**TASK SET:**
1 – Translate this sentence from the commentary on Google's Cuba servers into Spanish: "The goal should be to inoculate commercial engagement from scrutiny, not create an attention-getting virus."
2 – Write the next part of the commentary on Google's Cuba servers, picking up after its final sentence.

**QUOTED PASSAGE:**
_ _ _ _ _

The refusal by Mountain View, California-based Google (a subsidiary of Alphabet, Inc.; 2015 revenues exceeded US$74 billion) to provide the following information about their transaction with the government of the Republic of Cuba harms the United States-Republic of Cuba commercial relationship- and opportunities for its expansion and support by the soon-to-be Trump Administration.

1) When will the servers be installed?

2) How many servers will be installed?

3) What is the cost of the servers?

4) Where will the servers be located?

5) Is the government of the Republic of Cuba making any payment(s) for the servers?

The secrecy creates a narrative for politics to continue its invasion into the commercial process.  When United States-based companies engage with the Republic of Cuba it is important for the transaction(s) to be transparent. 

This is especially true for announcements during the final 37 days of the Obama Administration when a magnified focus will be upon any commercial, economic and political decision. 

The goal should be to inoculate commercial engagement from scrutiny, not create an attention-getting virus. 

If not, questions by media and Members of Congress may metastasize to focus upon the negative- that the secrecy relating to seemingly basic transactional data is due to the United States-based company having received a license from the Office of Foreign Assets Control (OFAC) of the United States Department of the Treasury and/or Bureau of Industry and Security (BIS) of the United States Department of Commerce to engage in a transaction(s) that if made public would encounter criticism, skepticism, antagonism or hearings.

_ _ _ _ _

**INPUT DATA:**
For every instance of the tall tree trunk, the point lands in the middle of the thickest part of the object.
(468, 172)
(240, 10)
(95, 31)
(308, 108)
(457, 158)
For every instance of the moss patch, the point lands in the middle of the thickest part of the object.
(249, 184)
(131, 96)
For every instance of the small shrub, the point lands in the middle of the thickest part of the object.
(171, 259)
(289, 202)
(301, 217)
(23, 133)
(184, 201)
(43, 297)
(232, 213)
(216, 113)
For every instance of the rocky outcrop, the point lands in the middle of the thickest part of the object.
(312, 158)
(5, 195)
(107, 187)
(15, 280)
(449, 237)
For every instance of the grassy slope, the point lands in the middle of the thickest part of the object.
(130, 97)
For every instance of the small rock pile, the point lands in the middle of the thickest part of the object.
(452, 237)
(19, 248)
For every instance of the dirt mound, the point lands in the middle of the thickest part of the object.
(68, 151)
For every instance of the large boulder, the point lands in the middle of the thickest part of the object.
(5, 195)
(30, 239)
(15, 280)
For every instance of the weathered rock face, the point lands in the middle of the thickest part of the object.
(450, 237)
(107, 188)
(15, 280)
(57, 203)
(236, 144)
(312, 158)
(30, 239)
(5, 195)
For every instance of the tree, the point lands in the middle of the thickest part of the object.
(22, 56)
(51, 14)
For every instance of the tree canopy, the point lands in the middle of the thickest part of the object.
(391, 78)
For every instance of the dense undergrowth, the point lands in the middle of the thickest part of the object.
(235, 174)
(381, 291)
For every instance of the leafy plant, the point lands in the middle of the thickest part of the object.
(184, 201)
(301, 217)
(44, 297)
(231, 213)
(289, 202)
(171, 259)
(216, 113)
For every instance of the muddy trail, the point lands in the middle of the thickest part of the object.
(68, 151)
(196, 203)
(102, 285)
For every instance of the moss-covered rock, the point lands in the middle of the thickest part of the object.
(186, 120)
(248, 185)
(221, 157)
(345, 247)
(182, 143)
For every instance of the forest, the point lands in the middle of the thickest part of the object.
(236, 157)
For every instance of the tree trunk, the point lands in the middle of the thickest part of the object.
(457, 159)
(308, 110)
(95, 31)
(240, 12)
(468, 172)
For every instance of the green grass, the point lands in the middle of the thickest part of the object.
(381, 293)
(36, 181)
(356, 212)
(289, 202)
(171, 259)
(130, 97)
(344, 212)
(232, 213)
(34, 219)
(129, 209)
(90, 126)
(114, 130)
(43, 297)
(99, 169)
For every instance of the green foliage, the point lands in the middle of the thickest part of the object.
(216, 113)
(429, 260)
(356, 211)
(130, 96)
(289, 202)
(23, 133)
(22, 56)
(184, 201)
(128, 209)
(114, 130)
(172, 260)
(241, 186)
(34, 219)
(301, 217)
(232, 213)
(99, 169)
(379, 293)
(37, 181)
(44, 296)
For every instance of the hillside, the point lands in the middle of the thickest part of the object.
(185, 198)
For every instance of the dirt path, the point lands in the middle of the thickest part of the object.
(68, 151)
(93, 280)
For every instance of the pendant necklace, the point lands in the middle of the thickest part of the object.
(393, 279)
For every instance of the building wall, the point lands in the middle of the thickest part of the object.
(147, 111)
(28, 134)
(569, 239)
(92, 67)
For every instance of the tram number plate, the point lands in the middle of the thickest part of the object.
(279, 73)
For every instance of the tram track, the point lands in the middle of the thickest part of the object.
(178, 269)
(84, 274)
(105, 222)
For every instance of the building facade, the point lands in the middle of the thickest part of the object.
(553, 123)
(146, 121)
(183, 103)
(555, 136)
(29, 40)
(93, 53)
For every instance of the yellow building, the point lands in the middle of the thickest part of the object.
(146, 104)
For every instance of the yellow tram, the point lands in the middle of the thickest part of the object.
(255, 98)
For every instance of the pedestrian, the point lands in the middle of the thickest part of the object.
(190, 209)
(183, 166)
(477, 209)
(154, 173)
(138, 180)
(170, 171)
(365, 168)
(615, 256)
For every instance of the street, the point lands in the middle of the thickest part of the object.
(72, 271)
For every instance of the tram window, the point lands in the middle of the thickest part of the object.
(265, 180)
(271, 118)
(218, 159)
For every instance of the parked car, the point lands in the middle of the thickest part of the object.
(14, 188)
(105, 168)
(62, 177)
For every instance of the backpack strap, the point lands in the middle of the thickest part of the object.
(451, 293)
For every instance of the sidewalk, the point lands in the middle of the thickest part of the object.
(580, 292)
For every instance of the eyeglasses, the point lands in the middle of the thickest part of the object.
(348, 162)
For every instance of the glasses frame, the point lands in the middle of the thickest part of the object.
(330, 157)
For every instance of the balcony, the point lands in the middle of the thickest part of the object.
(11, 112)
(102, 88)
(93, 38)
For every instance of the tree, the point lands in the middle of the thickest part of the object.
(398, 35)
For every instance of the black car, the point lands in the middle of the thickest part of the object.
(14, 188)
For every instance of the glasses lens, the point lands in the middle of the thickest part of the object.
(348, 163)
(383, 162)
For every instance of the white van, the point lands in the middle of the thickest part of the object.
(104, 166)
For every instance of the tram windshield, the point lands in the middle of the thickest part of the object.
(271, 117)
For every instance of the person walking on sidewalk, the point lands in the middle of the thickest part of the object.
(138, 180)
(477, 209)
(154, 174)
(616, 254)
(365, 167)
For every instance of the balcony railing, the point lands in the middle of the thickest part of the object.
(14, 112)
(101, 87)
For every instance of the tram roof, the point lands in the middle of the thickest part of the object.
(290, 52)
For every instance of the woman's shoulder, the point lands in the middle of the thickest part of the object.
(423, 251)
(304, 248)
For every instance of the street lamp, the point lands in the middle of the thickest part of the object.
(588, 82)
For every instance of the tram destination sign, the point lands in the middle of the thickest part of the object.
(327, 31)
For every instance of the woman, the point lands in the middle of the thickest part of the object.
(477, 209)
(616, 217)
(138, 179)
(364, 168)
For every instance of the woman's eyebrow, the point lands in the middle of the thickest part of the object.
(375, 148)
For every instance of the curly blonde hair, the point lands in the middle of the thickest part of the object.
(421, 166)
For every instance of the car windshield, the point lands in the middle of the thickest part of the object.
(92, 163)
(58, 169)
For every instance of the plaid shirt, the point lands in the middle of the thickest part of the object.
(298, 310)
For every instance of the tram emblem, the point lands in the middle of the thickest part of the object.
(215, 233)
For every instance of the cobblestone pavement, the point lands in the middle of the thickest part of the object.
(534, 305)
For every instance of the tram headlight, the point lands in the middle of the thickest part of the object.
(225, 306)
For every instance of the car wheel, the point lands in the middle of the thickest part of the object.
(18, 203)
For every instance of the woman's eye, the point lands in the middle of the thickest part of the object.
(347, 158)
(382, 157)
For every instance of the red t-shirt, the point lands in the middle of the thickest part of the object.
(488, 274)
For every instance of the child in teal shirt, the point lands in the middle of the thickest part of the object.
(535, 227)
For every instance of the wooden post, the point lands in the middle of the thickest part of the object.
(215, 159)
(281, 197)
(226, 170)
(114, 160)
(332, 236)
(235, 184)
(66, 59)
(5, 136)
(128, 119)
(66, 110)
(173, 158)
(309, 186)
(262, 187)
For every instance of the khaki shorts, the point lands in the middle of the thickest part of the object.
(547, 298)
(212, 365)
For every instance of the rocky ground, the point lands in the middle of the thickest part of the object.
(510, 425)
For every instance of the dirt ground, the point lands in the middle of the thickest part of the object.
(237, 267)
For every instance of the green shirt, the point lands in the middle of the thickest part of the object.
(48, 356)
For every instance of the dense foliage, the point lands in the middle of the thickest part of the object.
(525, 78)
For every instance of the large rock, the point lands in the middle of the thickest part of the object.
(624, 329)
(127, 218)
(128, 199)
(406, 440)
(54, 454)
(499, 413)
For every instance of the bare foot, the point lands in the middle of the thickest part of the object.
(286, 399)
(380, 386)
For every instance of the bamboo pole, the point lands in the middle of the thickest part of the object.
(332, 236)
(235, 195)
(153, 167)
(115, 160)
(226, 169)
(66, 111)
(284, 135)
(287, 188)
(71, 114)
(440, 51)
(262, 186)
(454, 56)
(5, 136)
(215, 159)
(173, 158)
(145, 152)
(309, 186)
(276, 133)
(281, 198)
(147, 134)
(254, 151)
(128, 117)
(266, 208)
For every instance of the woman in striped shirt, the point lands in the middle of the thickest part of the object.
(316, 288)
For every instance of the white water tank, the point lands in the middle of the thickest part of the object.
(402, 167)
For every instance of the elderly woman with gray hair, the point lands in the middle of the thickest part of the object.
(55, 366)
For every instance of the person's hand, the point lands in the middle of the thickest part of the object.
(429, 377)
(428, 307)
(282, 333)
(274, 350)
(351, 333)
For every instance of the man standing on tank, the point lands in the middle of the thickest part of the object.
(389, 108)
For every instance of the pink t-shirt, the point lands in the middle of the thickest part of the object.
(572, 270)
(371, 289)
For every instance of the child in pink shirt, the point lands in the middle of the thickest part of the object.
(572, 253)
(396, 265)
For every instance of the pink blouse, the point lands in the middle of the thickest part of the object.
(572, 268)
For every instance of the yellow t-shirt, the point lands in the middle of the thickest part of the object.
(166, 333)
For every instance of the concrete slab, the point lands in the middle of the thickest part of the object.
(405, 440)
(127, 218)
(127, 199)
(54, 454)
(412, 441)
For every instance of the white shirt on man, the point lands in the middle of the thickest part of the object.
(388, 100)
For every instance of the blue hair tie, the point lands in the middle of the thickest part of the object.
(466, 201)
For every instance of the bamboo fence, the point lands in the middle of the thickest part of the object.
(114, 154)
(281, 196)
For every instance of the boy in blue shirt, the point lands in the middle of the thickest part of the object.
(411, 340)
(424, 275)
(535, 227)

_ _ _ _ _

**EXERCISE ANSWERS:**
1 – El objetivo debería ser inmunizar la actividad comercial contra el escrutinio, no crear un virus que llame la atención.

2 –
From Google (12/13/16)

Making Google products work better in Cuba

“Google and Cuba’s national telecom provider ETECSA have signed an agreement to deploy the Google Global Cache service to help improve the online experience for Cubans who are using Google products. This deal allows ETECSA to use our technology to reduce latency by caching some of our most popular high-bandwidth content like YouTube videos at a local level. This in turn means Cubans who already have access to the internet and want to use our services can expect to see an improvement in terms of quality of service and reduced latency for cached content. Our involvement with Cuba dates back to 2014, when we first launched a number of products that included Google Chrome, Google Play and Google Analytics. Just a couple of months ago we followed that up by making hundreds of thousands of free extensions and themes available on the Chrome Web Store to let Cuban users personalize their experience browsing the web with Chrome. Taken together, all these projects are tied to Google’s core values to make the world’s information useful and accessible to everyone regardless of cost, connectivity, and language barriers. Signed by Marian Croak, VP Access Strategy & Emerging Markets, and Brett Perlmutter, Head of Strategy & Operations, Google Cuba.”

John S. Kavulich
U.S.-Cuba Trade and Economic Council, Inc.